What to work on: Select every line of the data below that contains the word "woman", matching case exactly.

Some records
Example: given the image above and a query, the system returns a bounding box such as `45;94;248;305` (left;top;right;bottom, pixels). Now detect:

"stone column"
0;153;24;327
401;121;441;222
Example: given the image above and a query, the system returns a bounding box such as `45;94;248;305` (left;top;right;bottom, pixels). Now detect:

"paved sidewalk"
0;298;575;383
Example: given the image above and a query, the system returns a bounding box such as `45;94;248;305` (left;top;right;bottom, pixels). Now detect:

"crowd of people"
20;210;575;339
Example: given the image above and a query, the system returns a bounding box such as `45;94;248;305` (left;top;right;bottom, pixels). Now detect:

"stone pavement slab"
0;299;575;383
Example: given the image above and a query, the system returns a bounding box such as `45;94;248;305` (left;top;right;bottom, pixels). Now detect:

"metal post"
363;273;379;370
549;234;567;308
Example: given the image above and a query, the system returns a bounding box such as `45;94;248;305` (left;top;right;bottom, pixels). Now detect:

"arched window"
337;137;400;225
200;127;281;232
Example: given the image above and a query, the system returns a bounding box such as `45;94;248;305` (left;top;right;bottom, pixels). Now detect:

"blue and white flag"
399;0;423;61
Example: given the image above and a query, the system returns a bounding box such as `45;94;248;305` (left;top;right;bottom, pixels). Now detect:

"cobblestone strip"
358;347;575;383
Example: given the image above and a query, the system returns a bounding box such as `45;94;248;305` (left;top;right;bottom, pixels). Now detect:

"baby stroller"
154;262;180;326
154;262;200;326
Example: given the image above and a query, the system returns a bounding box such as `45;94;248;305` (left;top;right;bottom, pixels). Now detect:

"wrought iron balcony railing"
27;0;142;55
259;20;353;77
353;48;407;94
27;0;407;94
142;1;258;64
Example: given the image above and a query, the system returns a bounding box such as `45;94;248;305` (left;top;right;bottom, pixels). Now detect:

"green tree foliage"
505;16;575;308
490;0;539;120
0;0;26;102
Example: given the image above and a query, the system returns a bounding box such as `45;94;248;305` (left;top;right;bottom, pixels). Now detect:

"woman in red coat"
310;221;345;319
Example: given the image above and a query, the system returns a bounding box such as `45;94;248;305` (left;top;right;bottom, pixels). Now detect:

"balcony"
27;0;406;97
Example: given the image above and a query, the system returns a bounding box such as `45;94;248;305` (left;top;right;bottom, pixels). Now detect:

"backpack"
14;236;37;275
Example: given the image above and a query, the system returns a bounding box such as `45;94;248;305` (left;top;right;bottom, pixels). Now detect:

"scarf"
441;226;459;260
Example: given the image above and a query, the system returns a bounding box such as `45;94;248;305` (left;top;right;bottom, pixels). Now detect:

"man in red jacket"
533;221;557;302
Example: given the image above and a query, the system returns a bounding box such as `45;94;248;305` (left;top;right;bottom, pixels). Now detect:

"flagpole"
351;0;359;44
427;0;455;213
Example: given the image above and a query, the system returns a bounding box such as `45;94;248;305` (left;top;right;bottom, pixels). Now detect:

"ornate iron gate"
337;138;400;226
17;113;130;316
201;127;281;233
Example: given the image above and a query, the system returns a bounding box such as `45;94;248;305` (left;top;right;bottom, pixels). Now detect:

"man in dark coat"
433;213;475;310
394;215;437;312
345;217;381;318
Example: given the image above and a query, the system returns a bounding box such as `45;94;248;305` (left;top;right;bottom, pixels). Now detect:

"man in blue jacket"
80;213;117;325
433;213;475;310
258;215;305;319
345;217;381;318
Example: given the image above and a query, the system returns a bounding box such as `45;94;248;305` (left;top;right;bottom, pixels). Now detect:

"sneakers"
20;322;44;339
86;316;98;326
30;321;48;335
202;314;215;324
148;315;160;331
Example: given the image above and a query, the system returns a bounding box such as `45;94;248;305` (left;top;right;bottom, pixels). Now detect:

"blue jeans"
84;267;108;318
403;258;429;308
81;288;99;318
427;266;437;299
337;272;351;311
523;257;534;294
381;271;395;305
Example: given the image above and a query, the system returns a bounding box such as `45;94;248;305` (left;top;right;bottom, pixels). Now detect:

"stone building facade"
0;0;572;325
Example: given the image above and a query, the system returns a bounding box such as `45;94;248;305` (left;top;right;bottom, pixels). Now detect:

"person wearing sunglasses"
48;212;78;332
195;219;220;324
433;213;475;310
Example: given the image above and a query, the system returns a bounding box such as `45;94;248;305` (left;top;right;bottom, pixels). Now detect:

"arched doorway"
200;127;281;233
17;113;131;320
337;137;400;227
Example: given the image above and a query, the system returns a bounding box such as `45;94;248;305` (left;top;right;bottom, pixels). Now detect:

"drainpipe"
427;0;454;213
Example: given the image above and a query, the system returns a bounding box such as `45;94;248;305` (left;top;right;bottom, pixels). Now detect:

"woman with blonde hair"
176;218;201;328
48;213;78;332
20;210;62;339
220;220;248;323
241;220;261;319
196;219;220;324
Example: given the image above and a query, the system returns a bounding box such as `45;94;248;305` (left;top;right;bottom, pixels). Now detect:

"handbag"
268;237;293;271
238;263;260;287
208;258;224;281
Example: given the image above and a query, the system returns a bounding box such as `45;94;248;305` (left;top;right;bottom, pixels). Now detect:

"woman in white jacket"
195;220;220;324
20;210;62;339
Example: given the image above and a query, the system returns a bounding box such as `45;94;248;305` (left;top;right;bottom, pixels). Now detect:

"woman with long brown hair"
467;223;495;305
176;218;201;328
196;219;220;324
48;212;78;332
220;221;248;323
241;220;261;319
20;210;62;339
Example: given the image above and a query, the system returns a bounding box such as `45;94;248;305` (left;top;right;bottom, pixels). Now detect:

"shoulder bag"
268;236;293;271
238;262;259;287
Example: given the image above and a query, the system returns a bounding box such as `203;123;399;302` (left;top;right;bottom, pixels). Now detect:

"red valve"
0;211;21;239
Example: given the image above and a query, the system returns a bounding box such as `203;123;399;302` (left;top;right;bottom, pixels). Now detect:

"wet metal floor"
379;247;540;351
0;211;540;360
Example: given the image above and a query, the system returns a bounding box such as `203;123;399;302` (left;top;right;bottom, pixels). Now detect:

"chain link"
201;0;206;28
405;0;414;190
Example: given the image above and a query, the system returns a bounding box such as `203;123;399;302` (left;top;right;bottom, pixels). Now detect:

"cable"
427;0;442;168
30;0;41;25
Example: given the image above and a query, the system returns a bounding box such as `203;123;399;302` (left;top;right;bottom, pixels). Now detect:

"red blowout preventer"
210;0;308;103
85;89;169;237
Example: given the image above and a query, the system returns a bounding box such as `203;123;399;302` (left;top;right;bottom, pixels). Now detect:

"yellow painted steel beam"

Correct result:
"woman in red coat"
"woman with blonde hair"
"woman in white jacket"
"woman with long brown hair"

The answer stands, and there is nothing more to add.